▶ TASK REQUIREMENTS: All entries below must be reproduced without a single change.

▶ DATASET RECORDS:
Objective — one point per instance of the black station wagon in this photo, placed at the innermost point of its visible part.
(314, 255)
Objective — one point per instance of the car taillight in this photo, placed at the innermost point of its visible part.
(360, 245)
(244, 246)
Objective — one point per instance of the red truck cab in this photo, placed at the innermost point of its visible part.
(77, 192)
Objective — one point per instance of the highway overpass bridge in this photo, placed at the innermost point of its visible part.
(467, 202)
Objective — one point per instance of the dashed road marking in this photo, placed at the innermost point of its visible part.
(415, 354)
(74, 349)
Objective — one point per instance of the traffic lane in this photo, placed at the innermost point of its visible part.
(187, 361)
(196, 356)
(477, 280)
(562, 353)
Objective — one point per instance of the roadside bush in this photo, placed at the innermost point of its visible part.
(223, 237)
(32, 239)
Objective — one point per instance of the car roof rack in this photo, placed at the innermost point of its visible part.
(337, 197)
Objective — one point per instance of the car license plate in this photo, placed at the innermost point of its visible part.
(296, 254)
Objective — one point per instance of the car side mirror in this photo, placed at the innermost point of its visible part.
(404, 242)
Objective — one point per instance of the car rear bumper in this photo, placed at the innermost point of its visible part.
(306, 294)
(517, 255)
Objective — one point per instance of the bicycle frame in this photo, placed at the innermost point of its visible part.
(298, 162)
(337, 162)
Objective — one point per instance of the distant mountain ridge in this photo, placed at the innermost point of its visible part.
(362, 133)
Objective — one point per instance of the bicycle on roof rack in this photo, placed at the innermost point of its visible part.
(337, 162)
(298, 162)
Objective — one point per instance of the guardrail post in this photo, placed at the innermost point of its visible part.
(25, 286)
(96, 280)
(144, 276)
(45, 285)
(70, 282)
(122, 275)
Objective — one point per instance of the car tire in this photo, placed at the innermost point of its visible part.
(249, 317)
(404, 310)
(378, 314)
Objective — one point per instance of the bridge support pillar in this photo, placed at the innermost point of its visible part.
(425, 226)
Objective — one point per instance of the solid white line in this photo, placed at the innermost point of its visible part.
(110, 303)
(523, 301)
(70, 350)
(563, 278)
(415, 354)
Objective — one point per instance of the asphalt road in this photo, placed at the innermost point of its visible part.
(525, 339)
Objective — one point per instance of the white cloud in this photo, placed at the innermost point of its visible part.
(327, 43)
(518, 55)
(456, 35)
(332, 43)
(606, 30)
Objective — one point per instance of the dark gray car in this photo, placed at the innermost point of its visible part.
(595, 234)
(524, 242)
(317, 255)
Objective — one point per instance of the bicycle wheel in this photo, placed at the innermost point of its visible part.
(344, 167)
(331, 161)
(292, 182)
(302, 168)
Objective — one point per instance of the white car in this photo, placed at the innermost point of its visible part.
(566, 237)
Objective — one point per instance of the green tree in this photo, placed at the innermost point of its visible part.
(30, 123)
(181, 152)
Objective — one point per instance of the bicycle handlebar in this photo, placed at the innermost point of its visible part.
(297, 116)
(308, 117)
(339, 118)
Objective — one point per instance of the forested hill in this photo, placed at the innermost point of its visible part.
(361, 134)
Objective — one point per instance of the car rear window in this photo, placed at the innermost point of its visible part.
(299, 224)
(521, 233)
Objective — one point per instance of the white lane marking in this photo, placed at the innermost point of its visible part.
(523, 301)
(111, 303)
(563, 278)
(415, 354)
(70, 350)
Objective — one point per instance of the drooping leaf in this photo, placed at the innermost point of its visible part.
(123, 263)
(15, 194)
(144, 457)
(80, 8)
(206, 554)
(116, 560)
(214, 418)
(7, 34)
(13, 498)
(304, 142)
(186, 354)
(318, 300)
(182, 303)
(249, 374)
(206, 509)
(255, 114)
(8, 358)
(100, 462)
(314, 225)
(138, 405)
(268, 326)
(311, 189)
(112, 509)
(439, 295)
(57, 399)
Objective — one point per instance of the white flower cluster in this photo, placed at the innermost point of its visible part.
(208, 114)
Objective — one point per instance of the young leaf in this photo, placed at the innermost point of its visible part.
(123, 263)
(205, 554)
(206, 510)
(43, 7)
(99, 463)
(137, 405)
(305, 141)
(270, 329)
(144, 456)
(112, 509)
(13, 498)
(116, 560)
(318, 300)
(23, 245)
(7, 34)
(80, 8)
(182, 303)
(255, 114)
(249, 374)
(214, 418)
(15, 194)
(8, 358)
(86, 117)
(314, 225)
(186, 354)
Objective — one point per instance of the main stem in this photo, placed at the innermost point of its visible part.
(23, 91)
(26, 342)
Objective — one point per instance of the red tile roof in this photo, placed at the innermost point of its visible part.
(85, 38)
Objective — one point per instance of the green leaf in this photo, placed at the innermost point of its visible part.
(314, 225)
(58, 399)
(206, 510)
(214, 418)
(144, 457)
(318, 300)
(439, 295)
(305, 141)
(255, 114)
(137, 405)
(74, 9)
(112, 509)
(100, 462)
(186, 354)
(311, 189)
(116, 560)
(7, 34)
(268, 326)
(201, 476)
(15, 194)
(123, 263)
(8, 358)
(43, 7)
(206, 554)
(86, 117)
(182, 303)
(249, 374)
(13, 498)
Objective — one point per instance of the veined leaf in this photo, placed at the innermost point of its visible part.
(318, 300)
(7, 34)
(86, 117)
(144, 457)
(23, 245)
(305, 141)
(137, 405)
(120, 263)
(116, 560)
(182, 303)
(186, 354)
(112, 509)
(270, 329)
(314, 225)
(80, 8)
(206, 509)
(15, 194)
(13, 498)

▶ RESULT OF THE TASK:
Objective — one point per instance of the black station wagon in this photo, placed at the innermost point of its visible part.
(314, 255)
Objective — one point per instance of the car taillight in this photo, placed at the innermost point of its visible part.
(360, 245)
(244, 246)
Objective — one point per instance of the red truck cab in this photo, placed at the innermost point of its visible part.
(77, 192)
Objective — one point per instance of the highway overpass bridge in this photo, placed at the innermost point of its visible part.
(467, 202)
Objective — one point per instance of the dashed road marking in this photo, placed at the innermost point of its visible part.
(415, 354)
(74, 349)
Objective — one point per instance of the traffic lane in this photo, placed at the innermost point of its visible part.
(187, 361)
(196, 356)
(477, 280)
(562, 353)
Objective — one point per instance of the roadside bush in this photo, placed at the innermost point of its visible part.
(223, 237)
(32, 239)
Objective — one point per instance of the car roof rack in this photo, placed at the innermost point of its visible part.
(337, 197)
Objective — one point per instance of the car license plate in this photo, placed at the innermost point of its visible part.
(296, 254)
Objective — one point per instance of the car side mirror in this photo, placed at the innermost point of its visible part.
(404, 242)
Objective — one point per instance of the car rear bumper in this photo, placed at the innermost point of its visible part.
(306, 294)
(517, 255)
Objective — one point per instance of the bicycle frame in this photo, placed at the innermost point of its visible part.
(298, 162)
(337, 162)
Objective — one point per instance of the distant mountain ridge in this photo, placed at the innermost point of its visible part.
(362, 133)
Objective — one point per instance of the bicycle on roof rack in this photo, placed at the innermost point of its visible part.
(337, 162)
(298, 162)
Objective — one point per instance of the guardrail post in this photo, placed at the innermost point of its visible part.
(25, 286)
(96, 280)
(144, 276)
(45, 285)
(70, 282)
(122, 275)
Objective — one point per instance of the car tire in this photo, placed at the innermost point of its visible part.
(249, 317)
(404, 310)
(378, 314)
Objective — one point per instance of the bridge support pillar in this photo, placed at the innermost point of its visible part.
(425, 226)
Objective — one point per instance of the solid white line in this photo, placed at the innermost point of its visible part.
(110, 303)
(523, 301)
(70, 350)
(563, 278)
(415, 354)
Objective — one point per instance of the asphalt road in this photo, placed at the innermost point of its visible part.
(525, 339)
Objective — one point per instance of the white cloud in this photo, placed at the innermost point of its visible part.
(327, 43)
(518, 55)
(456, 35)
(332, 43)
(606, 30)
Objective — one point per instance of the dark gray car in this photo, placed at the innermost point of its visible part.
(595, 234)
(524, 242)
(317, 255)
Objective — one point per instance of the bicycle wheel in this photo, placed at the innermost point of its visible part.
(344, 167)
(331, 161)
(292, 182)
(302, 168)
Objective — one point per instance of the white car in this photo, placed at the innermost point of its visible part.
(566, 237)
Objective — one point per instance of the green tree in this photo, placed at the innermost point of its visible part.
(30, 123)
(181, 152)
Objective — one point per instance of the bicycle handlebar in this photo, placed at the innermost point of its visible part.
(297, 116)
(308, 117)
(339, 118)
Objective — one point per instance of the forested hill in this photo, placed at the innermost point of its visible part.
(361, 134)
Objective — one point per instance of the car rear window in this photo, placed at the innermost point of its visible part.
(299, 224)
(521, 233)
Objective — one point per instance of the white lane marking in this photo, placed at the innermost point of its visible part.
(523, 301)
(111, 303)
(563, 278)
(415, 354)
(70, 350)
Objective — one point per instance of the drooping leaf in this photo, placed at the innermost point of its visible part.
(123, 263)
(15, 194)
(144, 457)
(80, 8)
(206, 554)
(116, 560)
(214, 418)
(7, 34)
(13, 498)
(304, 142)
(186, 354)
(318, 300)
(182, 303)
(249, 374)
(206, 509)
(255, 114)
(8, 358)
(100, 462)
(314, 225)
(138, 405)
(268, 326)
(311, 189)
(112, 509)
(439, 295)
(57, 399)
Objective — one point per instance of the white flower cluster in this photo, placed at the innermost point of its visible part.
(208, 114)
Objective — one point per instance of the young leaf in this photo, placed at the innermost point of its visible part.
(123, 263)
(205, 554)
(206, 510)
(43, 7)
(99, 463)
(137, 405)
(305, 141)
(270, 329)
(144, 456)
(112, 509)
(13, 498)
(116, 560)
(318, 300)
(23, 245)
(7, 34)
(80, 8)
(182, 303)
(255, 114)
(249, 374)
(214, 418)
(15, 194)
(8, 358)
(86, 117)
(314, 225)
(186, 354)
Objective — one point per instance of the main stem in this photo, placed at the innermost point of its visible part.
(23, 91)
(26, 342)
Objective — one point per instance of the red tile roof in this photo, placed at the innermost point of its visible part.
(85, 38)
Objective — one point per instance of the green leaf in this photo, placed at the innermost point of its visible part.
(314, 225)
(58, 399)
(206, 510)
(214, 418)
(144, 457)
(318, 300)
(439, 295)
(305, 141)
(255, 114)
(137, 405)
(74, 9)
(112, 509)
(100, 462)
(186, 354)
(311, 189)
(116, 560)
(7, 34)
(268, 326)
(201, 476)
(15, 194)
(123, 263)
(8, 358)
(43, 7)
(206, 554)
(86, 117)
(182, 303)
(249, 374)
(13, 498)
Objective — one point per instance of the veined leaf in this photo, placed at the innermost point of its visible part.
(318, 300)
(7, 34)
(86, 117)
(144, 457)
(23, 245)
(305, 141)
(137, 405)
(120, 263)
(116, 560)
(182, 303)
(186, 354)
(112, 509)
(270, 329)
(314, 225)
(80, 8)
(206, 509)
(15, 194)
(13, 498)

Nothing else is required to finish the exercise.